*** INFORMATION SHOWN ***
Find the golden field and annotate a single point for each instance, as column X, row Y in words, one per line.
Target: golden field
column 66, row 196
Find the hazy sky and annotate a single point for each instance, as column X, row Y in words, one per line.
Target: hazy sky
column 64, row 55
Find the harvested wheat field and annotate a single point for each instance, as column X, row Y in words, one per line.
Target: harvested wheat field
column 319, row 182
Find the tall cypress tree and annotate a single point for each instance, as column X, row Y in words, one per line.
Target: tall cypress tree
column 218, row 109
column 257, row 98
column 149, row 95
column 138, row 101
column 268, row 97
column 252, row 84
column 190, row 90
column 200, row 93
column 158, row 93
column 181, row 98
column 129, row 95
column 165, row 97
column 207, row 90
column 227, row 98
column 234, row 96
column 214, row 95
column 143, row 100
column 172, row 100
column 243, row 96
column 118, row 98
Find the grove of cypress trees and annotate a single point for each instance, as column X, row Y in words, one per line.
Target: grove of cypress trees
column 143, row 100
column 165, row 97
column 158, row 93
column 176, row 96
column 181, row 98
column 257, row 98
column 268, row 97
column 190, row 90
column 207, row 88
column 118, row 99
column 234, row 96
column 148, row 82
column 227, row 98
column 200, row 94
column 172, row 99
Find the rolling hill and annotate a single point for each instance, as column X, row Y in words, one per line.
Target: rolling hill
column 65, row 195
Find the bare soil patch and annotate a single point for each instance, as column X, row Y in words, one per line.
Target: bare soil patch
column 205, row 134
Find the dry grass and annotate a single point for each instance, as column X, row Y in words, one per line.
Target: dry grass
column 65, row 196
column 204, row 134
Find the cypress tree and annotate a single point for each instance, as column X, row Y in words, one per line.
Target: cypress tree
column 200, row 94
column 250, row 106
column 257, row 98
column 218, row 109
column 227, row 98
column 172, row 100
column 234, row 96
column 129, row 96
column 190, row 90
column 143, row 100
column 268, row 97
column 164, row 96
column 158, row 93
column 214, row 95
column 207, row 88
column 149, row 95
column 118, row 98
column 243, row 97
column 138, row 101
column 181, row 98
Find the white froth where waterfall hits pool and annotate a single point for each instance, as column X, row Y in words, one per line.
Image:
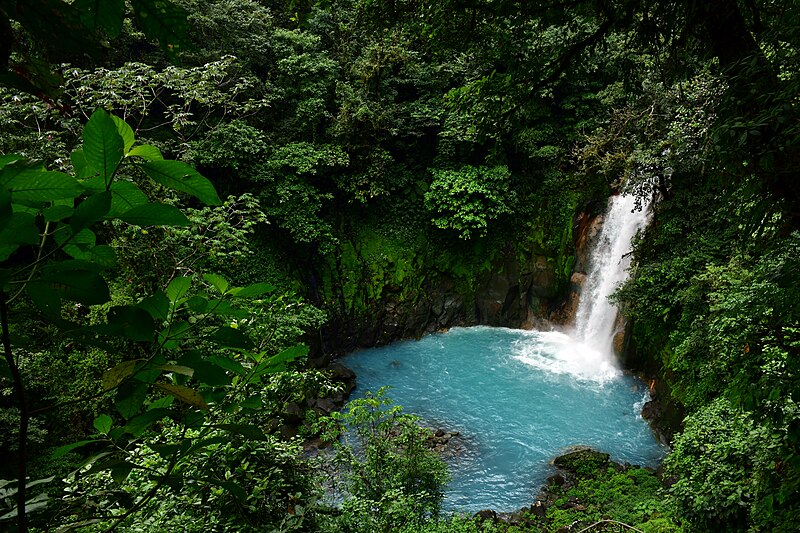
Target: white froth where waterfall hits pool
column 518, row 398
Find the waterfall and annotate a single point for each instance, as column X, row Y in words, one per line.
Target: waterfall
column 608, row 265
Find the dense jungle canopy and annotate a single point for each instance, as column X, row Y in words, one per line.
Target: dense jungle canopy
column 203, row 202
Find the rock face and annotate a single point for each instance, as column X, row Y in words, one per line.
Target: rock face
column 513, row 292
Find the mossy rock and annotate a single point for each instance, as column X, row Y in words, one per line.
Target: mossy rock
column 583, row 463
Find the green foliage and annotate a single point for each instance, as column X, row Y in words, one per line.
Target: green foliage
column 468, row 199
column 77, row 28
column 393, row 480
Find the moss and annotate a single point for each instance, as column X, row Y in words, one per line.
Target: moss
column 583, row 463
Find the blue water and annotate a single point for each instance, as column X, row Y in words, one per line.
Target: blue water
column 518, row 398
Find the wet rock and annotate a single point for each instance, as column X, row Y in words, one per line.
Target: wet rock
column 538, row 508
column 582, row 461
column 344, row 375
column 486, row 514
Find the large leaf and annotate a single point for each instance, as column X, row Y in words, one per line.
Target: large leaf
column 155, row 215
column 232, row 338
column 182, row 177
column 130, row 397
column 178, row 287
column 125, row 195
column 91, row 210
column 63, row 450
column 102, row 424
column 137, row 425
column 20, row 230
column 129, row 321
column 103, row 146
column 219, row 283
column 157, row 305
column 83, row 170
column 185, row 394
column 38, row 186
column 163, row 20
column 125, row 131
column 119, row 373
column 6, row 211
column 105, row 15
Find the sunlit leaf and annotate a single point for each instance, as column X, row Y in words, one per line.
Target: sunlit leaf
column 103, row 146
column 118, row 374
column 185, row 394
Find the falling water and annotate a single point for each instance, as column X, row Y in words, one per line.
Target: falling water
column 608, row 265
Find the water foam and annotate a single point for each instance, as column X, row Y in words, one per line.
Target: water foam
column 559, row 353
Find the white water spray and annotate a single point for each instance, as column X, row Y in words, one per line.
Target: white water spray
column 587, row 354
column 608, row 268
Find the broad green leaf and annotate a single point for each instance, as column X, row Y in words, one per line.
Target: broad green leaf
*** End of INFORMATION SHOWN ***
■ WORK TO COMPLETE
A picture-free version of all the records, repeated exactly, is what to return.

■ EXERCISE RESULT
Find the golden field and annotate a single point for each instance, as column X, row Y in words, one per line.
Target: golden field
column 66, row 196
Find the hazy sky and annotate a single point for each instance, as column X, row Y in words, one per line.
Target: hazy sky
column 64, row 55
Find the harvested wheat field and annotate a single point for each instance, as column X, row Y in words, one per line.
Target: harvested wheat field
column 319, row 182
Find the tall cypress tree and annotate a single point for each instance, as column X, row Y in words, one per line.
Target: tall cypress tree
column 218, row 109
column 257, row 98
column 149, row 95
column 138, row 101
column 268, row 97
column 252, row 84
column 190, row 90
column 200, row 93
column 158, row 93
column 181, row 98
column 129, row 95
column 165, row 97
column 207, row 90
column 227, row 98
column 234, row 96
column 214, row 95
column 143, row 100
column 172, row 100
column 243, row 96
column 118, row 98
Find the grove of cypress trees and annotate a single point for each instance, as column X, row Y in words, one per line.
Target: grove of cypress trees
column 143, row 100
column 165, row 97
column 158, row 93
column 176, row 96
column 181, row 98
column 257, row 98
column 268, row 97
column 190, row 90
column 207, row 88
column 118, row 99
column 234, row 96
column 148, row 82
column 227, row 98
column 200, row 94
column 172, row 99
Find the rolling hill and annotate a single point for each instance, as column X, row Y in words, one per line.
Target: rolling hill
column 65, row 195
Find the bare soil patch and annotate a single point for each instance, as column X, row Y in words, one per line.
Target: bare soil patch
column 205, row 134
Find the dry grass and annotate a single point for each instance, as column X, row Y in words, one per line.
Target: dry grass
column 65, row 196
column 204, row 134
Find the cypress tree and annotate a single point for each instance, as column X, row Y in words, one per line.
Target: cypress tree
column 200, row 94
column 250, row 106
column 257, row 98
column 218, row 109
column 227, row 98
column 172, row 100
column 234, row 96
column 129, row 96
column 190, row 90
column 143, row 100
column 268, row 97
column 164, row 96
column 158, row 93
column 214, row 95
column 207, row 88
column 149, row 95
column 118, row 98
column 243, row 97
column 138, row 101
column 181, row 98
Find the white froth where waterfall hits pool and annotate a single point for each instance, as column X, row Y in words, one per line.
Image:
Target: white froth where waterfall hits pool
column 518, row 398
Find the waterfall and annotate a single point for each instance, as column X, row Y in words, one per line.
Target: waterfall
column 608, row 265
Find the dense jungle canopy and annotate a single point for each instance, as column X, row Y in words, one per line.
Target: dense jungle canopy
column 203, row 202
Find the rock face and annotate a single point for each instance, as column X, row Y in words, one per line.
Target: rock face
column 513, row 292
Find the mossy rock and annotate a single point for each instance, as column X, row Y in words, one per line.
Target: mossy rock
column 583, row 463
Find the green foliage and annotate a single point for each instance, as column X, row Y in words, one per line.
Target: green foliage
column 468, row 199
column 77, row 28
column 393, row 480
Find the moss and annotate a single point for each instance, as column X, row Y in words, one per line.
Target: moss
column 583, row 463
Find the blue water and annotate a single point for each instance, as column X, row Y in words, one per line.
Target: blue water
column 518, row 398
Find the wet rock and annotate a single point for each instance, as column X, row Y in words, one per line.
Target: wet rock
column 538, row 508
column 582, row 461
column 344, row 375
column 486, row 514
Find the large leaf and annotate a single point for each instance, as column X, row Y in words, one per line.
Target: large leaf
column 155, row 215
column 232, row 338
column 182, row 177
column 130, row 397
column 178, row 287
column 125, row 195
column 91, row 210
column 63, row 450
column 102, row 424
column 137, row 425
column 20, row 230
column 129, row 321
column 103, row 146
column 219, row 283
column 157, row 305
column 83, row 170
column 185, row 394
column 38, row 186
column 163, row 20
column 125, row 131
column 119, row 373
column 6, row 211
column 105, row 15
Find the sunlit leaf and annotate a single point for each instance, as column X, row Y in words, one per line.
Target: sunlit leaf
column 103, row 146
column 118, row 374
column 185, row 394
Find the falling water and annotate a single point for each instance, as column X, row Y in words, one per line.
Target: falling water
column 608, row 265
Find the water foam and annotate a single point for each instance, as column X, row Y in words, one per line.
Target: water foam
column 559, row 353
Find the white water spray and annotate a single point for each instance, as column X, row Y in words, one per line.
Target: white water spray
column 587, row 354
column 608, row 268
Find the broad green leaf and annotate a single point for each instance, as column X, row Y in words, one per line.
Target: broad green leaf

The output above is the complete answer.